# Task to carry out
Print every line below without adding or leaving out a single word.

(Data excerpts)
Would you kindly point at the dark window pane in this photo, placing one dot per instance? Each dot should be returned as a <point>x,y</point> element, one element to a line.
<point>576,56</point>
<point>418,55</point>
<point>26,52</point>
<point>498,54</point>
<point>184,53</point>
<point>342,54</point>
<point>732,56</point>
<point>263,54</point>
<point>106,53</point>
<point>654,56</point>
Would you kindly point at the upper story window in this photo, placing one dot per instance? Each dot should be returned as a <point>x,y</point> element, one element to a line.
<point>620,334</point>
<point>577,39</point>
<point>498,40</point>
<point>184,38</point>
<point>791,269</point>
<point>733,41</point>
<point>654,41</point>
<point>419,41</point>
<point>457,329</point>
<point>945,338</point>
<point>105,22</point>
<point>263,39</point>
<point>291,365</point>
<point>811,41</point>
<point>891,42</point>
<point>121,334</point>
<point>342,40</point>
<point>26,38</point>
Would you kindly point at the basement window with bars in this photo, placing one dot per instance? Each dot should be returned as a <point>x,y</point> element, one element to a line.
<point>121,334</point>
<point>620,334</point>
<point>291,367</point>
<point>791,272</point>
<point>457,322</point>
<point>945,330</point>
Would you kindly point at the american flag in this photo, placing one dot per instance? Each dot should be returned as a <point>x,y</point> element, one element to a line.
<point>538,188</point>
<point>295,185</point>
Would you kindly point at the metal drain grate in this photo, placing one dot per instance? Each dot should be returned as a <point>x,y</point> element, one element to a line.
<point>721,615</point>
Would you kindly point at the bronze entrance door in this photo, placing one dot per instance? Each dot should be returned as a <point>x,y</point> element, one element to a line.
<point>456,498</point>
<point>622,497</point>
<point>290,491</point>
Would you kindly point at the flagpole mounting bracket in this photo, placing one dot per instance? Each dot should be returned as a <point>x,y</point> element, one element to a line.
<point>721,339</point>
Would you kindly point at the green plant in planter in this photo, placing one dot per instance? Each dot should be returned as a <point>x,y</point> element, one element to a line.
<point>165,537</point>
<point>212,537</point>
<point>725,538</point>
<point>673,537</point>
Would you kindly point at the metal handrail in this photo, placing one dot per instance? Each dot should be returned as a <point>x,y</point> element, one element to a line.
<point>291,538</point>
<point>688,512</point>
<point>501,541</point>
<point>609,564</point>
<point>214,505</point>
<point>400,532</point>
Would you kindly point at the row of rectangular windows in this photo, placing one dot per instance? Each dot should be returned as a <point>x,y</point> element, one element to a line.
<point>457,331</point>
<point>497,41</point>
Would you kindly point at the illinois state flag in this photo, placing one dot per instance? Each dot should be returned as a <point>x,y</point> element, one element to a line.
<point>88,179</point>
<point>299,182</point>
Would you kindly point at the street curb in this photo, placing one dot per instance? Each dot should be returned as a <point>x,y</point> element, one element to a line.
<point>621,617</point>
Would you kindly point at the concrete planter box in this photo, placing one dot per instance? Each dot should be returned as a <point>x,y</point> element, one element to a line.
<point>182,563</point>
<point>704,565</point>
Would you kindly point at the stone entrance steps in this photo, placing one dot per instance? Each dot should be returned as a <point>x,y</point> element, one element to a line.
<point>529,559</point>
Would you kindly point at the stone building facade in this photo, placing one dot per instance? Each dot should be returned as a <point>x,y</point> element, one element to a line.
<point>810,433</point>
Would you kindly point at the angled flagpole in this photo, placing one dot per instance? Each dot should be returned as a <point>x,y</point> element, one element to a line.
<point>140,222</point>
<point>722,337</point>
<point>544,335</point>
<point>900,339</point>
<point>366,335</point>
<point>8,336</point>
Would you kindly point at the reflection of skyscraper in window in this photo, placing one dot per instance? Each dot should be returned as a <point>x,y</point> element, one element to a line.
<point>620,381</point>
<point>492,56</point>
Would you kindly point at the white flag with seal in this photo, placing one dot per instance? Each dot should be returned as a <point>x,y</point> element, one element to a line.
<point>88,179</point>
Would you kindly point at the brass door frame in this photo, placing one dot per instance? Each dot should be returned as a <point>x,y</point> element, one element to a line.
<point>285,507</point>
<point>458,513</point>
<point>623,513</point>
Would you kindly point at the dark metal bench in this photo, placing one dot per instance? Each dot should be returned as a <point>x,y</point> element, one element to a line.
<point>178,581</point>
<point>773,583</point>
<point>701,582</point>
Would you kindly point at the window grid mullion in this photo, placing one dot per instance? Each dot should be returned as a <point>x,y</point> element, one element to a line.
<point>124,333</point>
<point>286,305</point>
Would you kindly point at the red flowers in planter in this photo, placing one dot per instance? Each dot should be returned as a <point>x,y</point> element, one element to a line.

# Task response
Would you kindly point at the dark window pane in this photo, placing one dot per instance? Each dot should be returned as a <point>x,y</point> element, one element to a line.
<point>576,56</point>
<point>418,55</point>
<point>26,52</point>
<point>498,54</point>
<point>184,53</point>
<point>342,54</point>
<point>732,56</point>
<point>263,54</point>
<point>106,53</point>
<point>654,56</point>
Would you kindly point at the upper story window in this photo, placing one dot per instance? Each dot should be returned as a <point>x,y</point> element, one element to a line.
<point>620,334</point>
<point>577,39</point>
<point>498,40</point>
<point>184,38</point>
<point>791,269</point>
<point>733,41</point>
<point>654,41</point>
<point>419,41</point>
<point>457,329</point>
<point>945,338</point>
<point>105,22</point>
<point>263,39</point>
<point>291,365</point>
<point>811,41</point>
<point>891,42</point>
<point>121,334</point>
<point>342,40</point>
<point>26,38</point>
Would you kindly point at the basement window with bars in this photo, placing one dot per instance? Each dot should be returned as a <point>x,y</point> element, one element to a line.
<point>121,334</point>
<point>620,334</point>
<point>291,367</point>
<point>791,272</point>
<point>457,322</point>
<point>945,330</point>
Would you kindly point at the american flag in this photo, placing one dot per instance? Each dot should be returned as a <point>x,y</point> element, one element to a line.
<point>538,188</point>
<point>295,185</point>
Would you kindly point at the metal drain grate in this photo, placing one dot per instance? Each dot should be returned as a <point>x,y</point> element, one element to a line.
<point>721,615</point>
Would you kindly point at the bronze entrance door in this photo, placing one dot per instance? Each dot should be returned as a <point>x,y</point> element, one element to a line.
<point>456,498</point>
<point>622,497</point>
<point>290,491</point>
Would you kindly point at the flagpole mounting bracket in this photo, placing one dot per instance? Each dot should be returned as a <point>x,y</point> element, one element to a line.
<point>721,339</point>
Would you kindly point at the green plant in planter in this photo, placing one dot per instance? Each dot should be returned as a <point>x,y</point> element, one element to a line.
<point>165,537</point>
<point>212,537</point>
<point>725,538</point>
<point>673,537</point>
Would you kindly point at the metal handrail in this photo, placing one dot per instance? Each dot should be returned as a <point>x,y</point> element, one element to a line.
<point>291,538</point>
<point>688,512</point>
<point>501,541</point>
<point>609,564</point>
<point>214,505</point>
<point>400,532</point>
Would you kindly point at the row of rectangular windows in this photo, placing one dot per instance? Each dot should be returned as a <point>x,y</point> element, one element to a line.
<point>457,331</point>
<point>497,41</point>
Would you kindly point at the illinois state flag in this photo, placing one dot per instance? Each dot should be returned as a <point>x,y</point> element, one element to a line.
<point>88,179</point>
<point>299,182</point>
Would you kindly point at the street curb in this photo, placing one dot per instance? Each dot should be returned as a <point>x,y</point> element, one element to a line.
<point>621,617</point>
Would you kindly point at the concrete planter box in this photo, placing one dot per instance? Each dot should be returned as a <point>x,y</point> element, one element to a line.
<point>182,563</point>
<point>704,565</point>
Would you kindly point at the stone entrance steps in this photo, placing one dot per instance? Each dot should be returned as a <point>x,y</point> element, one element to a line.
<point>529,559</point>
Would you kindly point at the stone building facade in this photo, placing one dot per instance? Each dot should be returned as a <point>x,y</point> element, one element to a line.
<point>810,433</point>
Would you kindly point at the angled flagpole in this photo, placing one dot per instance? Each dot should be returned as a <point>x,y</point> element, one element to a line.
<point>140,222</point>
<point>722,337</point>
<point>544,335</point>
<point>900,339</point>
<point>366,335</point>
<point>8,336</point>
Would you kindly point at the reflection of skyscraper in window in this photo, placing one dot per instance? Each dot should be returned as a <point>x,y</point> element, one element to a line.
<point>620,381</point>
<point>492,56</point>
Would you kindly point at the white flag with seal in this photo, placing one dot per instance? Each dot should be returned as a <point>x,y</point> element, one element to a line.
<point>88,179</point>
Would you kindly point at the brass door frame in this photo, placing one dot per instance? Each dot should be returned as a <point>x,y</point> element, one element to a line.
<point>285,507</point>
<point>458,513</point>
<point>623,513</point>
Would you kindly point at the dark metal bench in this photo, placing one dot per instance? Each dot should be returned as a <point>x,y</point> element, one element to a line.
<point>178,581</point>
<point>773,583</point>
<point>701,582</point>
Would you kindly point at the window grid mullion in this photo, placing one dot per instance? Each dot should be returned as a <point>x,y</point> element, one element to a line.
<point>124,333</point>
<point>286,305</point>
Would you kindly point at the red flowers in planter in this photo, placing one dot per instance? Each dot should be returned as a <point>x,y</point> element, one element to a line.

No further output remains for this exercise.